Aufgabe> Wie geht der Auszug über die Kampfregel zu Attacke und Ausweichen weiter? Schreibe die Fortsetzung, die direkt nach seinem letzten Satz einsetzt.

Textauszug>
□ □ □

Die Motivation für diese Regel war jedoch, bei bestimmten Situationen (siehe Eingangsszenario) die Probe deutlich zu vereinfachen. Angenommen, der Gegner hätte keine Waffe mehr kann er nur noch Ausweichen. Der Ausweichwert berechnet sich (zumindest seit der vierten Edition) aus dem Paradewert (und ist in der 3. Edition zumindest ähnlich zu berechnen). So ist die Differenz zwischen AT und Ausweichen normalerweise deutlich größer. Hätte der Ork also ein "Ausweichen" von 7, so wäre die Differenz 5, was Aishu eine Attacke von 17 erlaubt hätte! Sollte der Ork seine "Defensivaktion" (Reaktion wie Parade oder Ausweichen) in der Kampfrunde schon verbraucht so würde ich ihm nur ein "glückliches" oder zufälliges Ausweichen mit dem Wert 1 zubilligen. (Interpretiert als zufällige Bewegung, die genau den richtigen Schritt zur Verteidigung im Augenblick darstellt.) Im Falle von Aishu wäre die Differenz dann 11 und würde zu einer erlaubten AT von 23 führen, was aber nicht mehr bringt als eine 19, denn nach wie vor ist eine 20 natürlich ein Patzer. Ein Kampfunerfahrener jedoch, der eine AT von 7 hat, könnte auch mit einem solchen Vorteil nur auf eine Probe von 7+(7-1) kommen, also eine 13. Sie sehen, wer nicht mit einer Waffe umgehen kann, hat selbst gegen sich nicht aktiv verteidigende Gegner ein Problem wohin gehend erfahrene Gegner in der Überzahl in den meisten Fällen tödlich sein werden.

□ □ □

Bereitgestellte Daten>
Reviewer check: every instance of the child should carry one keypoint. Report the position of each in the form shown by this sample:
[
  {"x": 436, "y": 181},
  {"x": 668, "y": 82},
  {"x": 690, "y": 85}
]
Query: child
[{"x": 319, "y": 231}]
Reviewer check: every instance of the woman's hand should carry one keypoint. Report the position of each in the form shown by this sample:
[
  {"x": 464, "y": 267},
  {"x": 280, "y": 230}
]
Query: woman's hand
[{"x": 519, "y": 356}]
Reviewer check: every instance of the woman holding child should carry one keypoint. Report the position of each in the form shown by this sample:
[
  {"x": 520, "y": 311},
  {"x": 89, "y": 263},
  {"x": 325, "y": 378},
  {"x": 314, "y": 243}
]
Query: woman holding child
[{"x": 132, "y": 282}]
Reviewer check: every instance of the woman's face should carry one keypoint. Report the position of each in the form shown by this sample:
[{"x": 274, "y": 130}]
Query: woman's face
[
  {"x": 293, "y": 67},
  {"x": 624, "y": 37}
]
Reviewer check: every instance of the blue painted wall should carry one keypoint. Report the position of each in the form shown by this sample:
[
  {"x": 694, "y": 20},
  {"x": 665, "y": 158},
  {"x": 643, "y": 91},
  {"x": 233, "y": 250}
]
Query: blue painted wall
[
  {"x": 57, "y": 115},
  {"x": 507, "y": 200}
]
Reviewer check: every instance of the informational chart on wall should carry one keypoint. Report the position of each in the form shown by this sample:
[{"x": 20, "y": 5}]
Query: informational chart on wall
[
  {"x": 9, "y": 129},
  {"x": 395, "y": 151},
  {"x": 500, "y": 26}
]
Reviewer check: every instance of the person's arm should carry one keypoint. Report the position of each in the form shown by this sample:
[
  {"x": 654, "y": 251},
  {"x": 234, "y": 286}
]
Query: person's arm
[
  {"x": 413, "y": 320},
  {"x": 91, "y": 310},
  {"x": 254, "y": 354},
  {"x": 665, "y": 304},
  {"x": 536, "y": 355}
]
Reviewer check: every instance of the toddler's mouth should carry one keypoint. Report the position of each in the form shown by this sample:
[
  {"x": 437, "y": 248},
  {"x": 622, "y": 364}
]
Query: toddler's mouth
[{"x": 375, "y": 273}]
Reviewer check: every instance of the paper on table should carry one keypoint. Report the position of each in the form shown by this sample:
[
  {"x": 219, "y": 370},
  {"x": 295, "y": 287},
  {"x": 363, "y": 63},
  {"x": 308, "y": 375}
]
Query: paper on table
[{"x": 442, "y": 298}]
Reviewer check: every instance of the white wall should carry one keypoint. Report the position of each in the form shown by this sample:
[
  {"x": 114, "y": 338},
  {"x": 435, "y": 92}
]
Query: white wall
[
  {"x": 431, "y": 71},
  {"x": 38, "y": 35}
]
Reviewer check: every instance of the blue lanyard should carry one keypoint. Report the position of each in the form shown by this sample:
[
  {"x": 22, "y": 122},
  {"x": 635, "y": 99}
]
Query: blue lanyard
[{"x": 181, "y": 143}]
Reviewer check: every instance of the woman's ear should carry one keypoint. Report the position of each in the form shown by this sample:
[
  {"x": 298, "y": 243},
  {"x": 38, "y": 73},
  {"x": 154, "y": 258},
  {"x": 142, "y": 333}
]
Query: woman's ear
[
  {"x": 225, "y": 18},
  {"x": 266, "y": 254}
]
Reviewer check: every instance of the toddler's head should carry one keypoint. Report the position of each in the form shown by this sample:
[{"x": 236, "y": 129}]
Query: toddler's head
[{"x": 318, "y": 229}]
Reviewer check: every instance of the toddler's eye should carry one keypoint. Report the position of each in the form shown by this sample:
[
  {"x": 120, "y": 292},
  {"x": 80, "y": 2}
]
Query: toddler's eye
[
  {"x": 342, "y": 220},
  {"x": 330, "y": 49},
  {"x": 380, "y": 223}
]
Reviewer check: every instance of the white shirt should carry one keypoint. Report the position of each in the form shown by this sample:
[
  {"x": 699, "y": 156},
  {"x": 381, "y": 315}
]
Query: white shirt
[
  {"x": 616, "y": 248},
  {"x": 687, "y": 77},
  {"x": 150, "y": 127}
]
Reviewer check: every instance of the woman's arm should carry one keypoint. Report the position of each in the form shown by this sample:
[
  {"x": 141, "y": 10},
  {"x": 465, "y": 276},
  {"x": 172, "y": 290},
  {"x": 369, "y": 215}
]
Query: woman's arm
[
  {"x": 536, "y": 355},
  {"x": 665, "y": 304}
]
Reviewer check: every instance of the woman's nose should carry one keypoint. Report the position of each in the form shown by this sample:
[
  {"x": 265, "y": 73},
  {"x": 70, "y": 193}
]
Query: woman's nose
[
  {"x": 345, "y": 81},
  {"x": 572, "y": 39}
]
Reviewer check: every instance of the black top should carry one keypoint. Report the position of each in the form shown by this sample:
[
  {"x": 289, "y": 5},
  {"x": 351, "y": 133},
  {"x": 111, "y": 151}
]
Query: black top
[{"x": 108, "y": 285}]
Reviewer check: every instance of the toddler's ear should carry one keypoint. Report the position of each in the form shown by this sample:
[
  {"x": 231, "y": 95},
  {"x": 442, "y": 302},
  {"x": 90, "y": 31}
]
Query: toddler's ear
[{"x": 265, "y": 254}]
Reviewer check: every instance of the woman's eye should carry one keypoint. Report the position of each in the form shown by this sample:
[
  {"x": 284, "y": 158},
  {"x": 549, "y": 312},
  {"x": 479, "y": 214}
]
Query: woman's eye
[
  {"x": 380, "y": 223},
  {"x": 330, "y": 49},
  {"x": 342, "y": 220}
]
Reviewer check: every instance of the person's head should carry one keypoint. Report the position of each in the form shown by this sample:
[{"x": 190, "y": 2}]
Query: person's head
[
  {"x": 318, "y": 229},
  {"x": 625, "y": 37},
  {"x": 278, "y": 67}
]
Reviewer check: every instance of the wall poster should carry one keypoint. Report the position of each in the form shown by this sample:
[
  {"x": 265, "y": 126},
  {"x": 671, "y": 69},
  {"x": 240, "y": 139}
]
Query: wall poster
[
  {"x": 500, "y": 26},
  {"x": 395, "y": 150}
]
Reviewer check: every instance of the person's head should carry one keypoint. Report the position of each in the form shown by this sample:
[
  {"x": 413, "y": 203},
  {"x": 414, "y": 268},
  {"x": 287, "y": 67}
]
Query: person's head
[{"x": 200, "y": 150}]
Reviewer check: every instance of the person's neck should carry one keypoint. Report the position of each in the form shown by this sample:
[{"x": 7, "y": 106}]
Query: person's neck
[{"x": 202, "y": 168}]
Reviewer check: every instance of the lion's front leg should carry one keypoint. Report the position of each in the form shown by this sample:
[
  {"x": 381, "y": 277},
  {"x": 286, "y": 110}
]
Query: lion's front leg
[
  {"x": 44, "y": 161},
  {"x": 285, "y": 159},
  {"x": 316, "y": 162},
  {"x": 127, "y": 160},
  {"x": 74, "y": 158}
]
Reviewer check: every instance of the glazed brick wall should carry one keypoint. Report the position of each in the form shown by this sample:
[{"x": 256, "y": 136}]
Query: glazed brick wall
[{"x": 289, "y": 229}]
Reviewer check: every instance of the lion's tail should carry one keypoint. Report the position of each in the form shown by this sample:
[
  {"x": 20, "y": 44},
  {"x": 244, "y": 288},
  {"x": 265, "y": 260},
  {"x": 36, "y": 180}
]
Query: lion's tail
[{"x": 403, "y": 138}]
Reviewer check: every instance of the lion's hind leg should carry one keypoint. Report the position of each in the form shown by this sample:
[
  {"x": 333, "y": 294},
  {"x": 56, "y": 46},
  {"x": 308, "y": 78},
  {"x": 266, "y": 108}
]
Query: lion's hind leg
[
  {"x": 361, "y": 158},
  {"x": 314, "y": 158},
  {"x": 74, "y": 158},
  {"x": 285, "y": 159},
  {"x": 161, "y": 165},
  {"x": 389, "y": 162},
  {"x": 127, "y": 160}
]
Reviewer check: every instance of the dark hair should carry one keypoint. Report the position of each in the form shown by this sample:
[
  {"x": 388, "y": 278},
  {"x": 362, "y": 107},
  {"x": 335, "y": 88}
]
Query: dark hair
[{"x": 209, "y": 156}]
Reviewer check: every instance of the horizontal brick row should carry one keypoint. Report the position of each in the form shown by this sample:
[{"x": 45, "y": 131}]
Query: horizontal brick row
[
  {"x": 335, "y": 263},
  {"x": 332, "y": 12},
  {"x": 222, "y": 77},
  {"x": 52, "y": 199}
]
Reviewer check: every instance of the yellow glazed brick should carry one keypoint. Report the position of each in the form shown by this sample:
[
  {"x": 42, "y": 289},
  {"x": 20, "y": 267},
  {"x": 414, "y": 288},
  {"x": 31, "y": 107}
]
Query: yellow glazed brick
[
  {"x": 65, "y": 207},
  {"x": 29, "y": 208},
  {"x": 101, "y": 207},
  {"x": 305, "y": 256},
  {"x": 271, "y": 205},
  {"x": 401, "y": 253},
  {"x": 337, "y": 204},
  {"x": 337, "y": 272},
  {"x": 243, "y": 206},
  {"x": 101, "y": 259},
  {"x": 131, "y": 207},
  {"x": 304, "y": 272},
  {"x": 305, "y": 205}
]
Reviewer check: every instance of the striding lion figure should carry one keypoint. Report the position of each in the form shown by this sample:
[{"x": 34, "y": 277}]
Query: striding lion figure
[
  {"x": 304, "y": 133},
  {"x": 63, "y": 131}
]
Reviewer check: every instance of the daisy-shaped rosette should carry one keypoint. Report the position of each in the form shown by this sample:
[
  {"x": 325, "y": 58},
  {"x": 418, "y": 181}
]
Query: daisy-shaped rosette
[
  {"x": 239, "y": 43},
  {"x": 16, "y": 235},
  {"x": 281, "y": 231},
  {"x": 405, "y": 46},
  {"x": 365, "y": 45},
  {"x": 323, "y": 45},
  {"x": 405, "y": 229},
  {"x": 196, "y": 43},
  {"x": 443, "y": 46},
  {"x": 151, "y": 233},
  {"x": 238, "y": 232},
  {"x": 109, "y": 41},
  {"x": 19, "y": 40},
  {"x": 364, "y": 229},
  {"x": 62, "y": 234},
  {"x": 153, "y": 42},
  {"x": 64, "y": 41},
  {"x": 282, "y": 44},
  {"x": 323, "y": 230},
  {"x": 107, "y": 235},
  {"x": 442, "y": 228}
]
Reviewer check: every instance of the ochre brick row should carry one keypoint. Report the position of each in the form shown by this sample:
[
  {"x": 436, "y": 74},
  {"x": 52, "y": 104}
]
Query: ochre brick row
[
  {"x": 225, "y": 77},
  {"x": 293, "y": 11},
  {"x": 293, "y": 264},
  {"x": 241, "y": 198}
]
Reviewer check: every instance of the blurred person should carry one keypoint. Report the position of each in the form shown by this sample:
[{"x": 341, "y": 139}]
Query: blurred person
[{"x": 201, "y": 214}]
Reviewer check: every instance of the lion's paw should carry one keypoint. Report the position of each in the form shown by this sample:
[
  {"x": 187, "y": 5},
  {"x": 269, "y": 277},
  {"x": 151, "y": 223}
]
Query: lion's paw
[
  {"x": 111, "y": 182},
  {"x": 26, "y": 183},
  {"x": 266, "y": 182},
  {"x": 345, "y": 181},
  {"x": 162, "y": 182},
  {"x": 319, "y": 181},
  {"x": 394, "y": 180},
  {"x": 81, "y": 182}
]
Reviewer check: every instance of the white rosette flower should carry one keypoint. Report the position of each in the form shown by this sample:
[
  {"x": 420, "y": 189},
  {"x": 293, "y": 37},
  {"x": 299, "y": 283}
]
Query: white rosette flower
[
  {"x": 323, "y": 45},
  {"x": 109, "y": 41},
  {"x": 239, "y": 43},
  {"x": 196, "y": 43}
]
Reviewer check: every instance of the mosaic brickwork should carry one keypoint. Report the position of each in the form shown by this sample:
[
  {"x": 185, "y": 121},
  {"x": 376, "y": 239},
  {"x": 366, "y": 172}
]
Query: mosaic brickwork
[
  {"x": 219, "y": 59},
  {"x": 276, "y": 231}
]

□ □ □

Endgültige Antwort>
Es sei noch angemerkt, dass eine passive Verteidigung wie eine Rüstung natürlich auch beim nicht aktiven Verteidigen zählt, also ein Bonus durch Rüstung auch auf die schlechten Ausweichwerte addiert wird. Gegen den erwähnten Vollharnisch hat ein Florett also nach wie vor weniger gute Chancen, auch wenn der Gegner seine Parade längst anderen Attacken gewidmet hat.

Zu guter letzt sei noch die Überlegung angestellt, wie mit einem Schild umzugehen ist. Nun, ein Schild als Paradewaffe sollte natürlich (vorausgesetzt man weiß damit umzugehen) einen vergleichsweise guten Paradewert ergeben, der ja beispielsweise zu einem negativen Vergleichswert zwischen AT und PA führt. So käme es also (meist) zu einem AT-Malus bei Gegnern, die einen Schild fachmännisch einsetzten können.

Vermutlich überflüssig zu erwähnen: Da diese Überlegungen sich ja alle auf den Nahkampf beziehen bleiben die Fernkampfregeln davon unbeeinflusst.

Mir ist klar, dass diese Form der Kampfregeln weit davon entfernt ist unangreifbar für jede Kritik zu sein. Auch wenn ich denke, dass dem Realismus in mancher Hinsicht durch diese Regeln gedient wird, so sind diese Regeln aber in erster Linie zur Vereinfachung gebaut und nicht hinsichtlich Realismus optimiert. Wenn Sie sich noch nicht (zumindest endgültig) entschieden haben, was für Ihre Gruppe das rechte Kampfsystem ist, dann möchte ich diesen Artikel mit einer Gegenüberstellung der Vor- und Nachteile des "Simple-Attacke-Systems" (SAS) beschließen.

Vorteile

Nachteile

  • Kampfwerte der Original-Regeln werden weiterbenutzt (Sie brauchen also keinen speziellen Heldenbogen und können Ihren Helden getrost in Standard-Spielgruppen mitnehmen)
  • einfachere Kämpfe (nur noch eine Probe)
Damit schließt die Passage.